• [SOURCE DOCUMENT]:
# Osaka Pub Crawl



## Henno (25/5/07)

Well here are a few more pics of the night in Osaka. The Doll Dress place I mentioned on my other thread really was quite unique the more I think about it. A belgian beer lover's paradise.

The other thing I suppose worth mentioning is how easy it is here to get really good food at pubs, I mean really really good. Mussels and marinated fried chicken called karaage all goes good with the beer and makes it too easy to drink heaps and not fall over a mess in the corner somewhere.

I have since found 'The Hop' Steve Lacey recommended on my other post and it is pretty dam good for a supermarket beer. I have two six packs of it in the fridge at the moment. All my wives relatives don't stray from their favourite drop be it a super dry or a kirin or whatever and were impressed with the beer in these green cans. Got me in the good books with all the dads anyway, especially when I told them how I found out about it, thanks for the recommendation there Steve.

More to come soon.

ps, the guy standing outside Beerbelly with me and the girl is Yahata Yasunari, the owner, interestingly his wife makes the excellent range of Minoh craft beers.


----------



## AndrewQLD (26/5/07)

You look like your having a fantastc time there Henno, keep the photos coming it's really interesting to see the food and beer available in other parts of the world.

Cheers
Andrew

P.S there were no crabs at 1770 :angry:


----------



## cj in j (27/5/07)

Yeah, more pics!

Especially some beer porn would make my day.


----------



## Henno (27/5/07)

Ok here's some more pics.

Please don't make any wise cracks about the woman holding the cherry lambic and the hoergaarden Pistol as I am married to her.

The one of me with a boring old Asahi super dry I just like coz of the karaage lunch. I love JFC!

I happened to mention to my father-in-law that I was interested in Japanese swords. My wife translated and kind of went quiet. We had done a bit of research before coming over to try and track down some old swords and maybe even go to a swordsmith to see some being made but it turns out to be a bit of a secret society over here. My wife said 'Dad says he has one upstairs but doesn't know whether you wanna see it coz it's only 400 years old.'

I said 'Oh what a shame, tell him not to worry about it'. yeah pigs arse I did!

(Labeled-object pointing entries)

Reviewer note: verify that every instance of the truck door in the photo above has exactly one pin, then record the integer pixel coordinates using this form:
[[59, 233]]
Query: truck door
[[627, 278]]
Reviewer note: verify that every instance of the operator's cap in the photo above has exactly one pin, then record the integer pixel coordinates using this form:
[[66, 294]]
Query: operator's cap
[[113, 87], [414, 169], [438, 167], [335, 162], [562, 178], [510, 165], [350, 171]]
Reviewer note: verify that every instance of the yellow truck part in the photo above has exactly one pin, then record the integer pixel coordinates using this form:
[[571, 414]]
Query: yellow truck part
---
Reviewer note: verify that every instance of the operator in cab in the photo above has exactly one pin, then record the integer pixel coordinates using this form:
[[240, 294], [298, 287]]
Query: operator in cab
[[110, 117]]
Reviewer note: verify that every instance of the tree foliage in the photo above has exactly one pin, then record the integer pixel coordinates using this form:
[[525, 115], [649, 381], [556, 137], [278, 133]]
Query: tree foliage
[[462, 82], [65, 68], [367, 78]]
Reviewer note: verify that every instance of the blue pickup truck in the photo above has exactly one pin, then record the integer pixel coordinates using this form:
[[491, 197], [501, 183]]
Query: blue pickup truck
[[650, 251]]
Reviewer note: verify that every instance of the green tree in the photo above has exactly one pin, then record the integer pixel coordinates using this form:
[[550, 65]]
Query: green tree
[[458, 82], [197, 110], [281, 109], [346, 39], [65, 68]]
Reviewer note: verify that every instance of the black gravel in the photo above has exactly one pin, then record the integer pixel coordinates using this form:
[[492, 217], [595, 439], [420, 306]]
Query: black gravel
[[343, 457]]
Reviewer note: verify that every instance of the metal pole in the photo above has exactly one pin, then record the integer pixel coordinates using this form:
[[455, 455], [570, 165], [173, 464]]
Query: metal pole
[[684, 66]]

• [REQUIREMENTS]: According to the Osaka pub crawl thread, who makes the Minoh craft beers?

• [WRITTEN RESPONSE]: The wife of Yahata Yasunari, the owner of Beerbelly.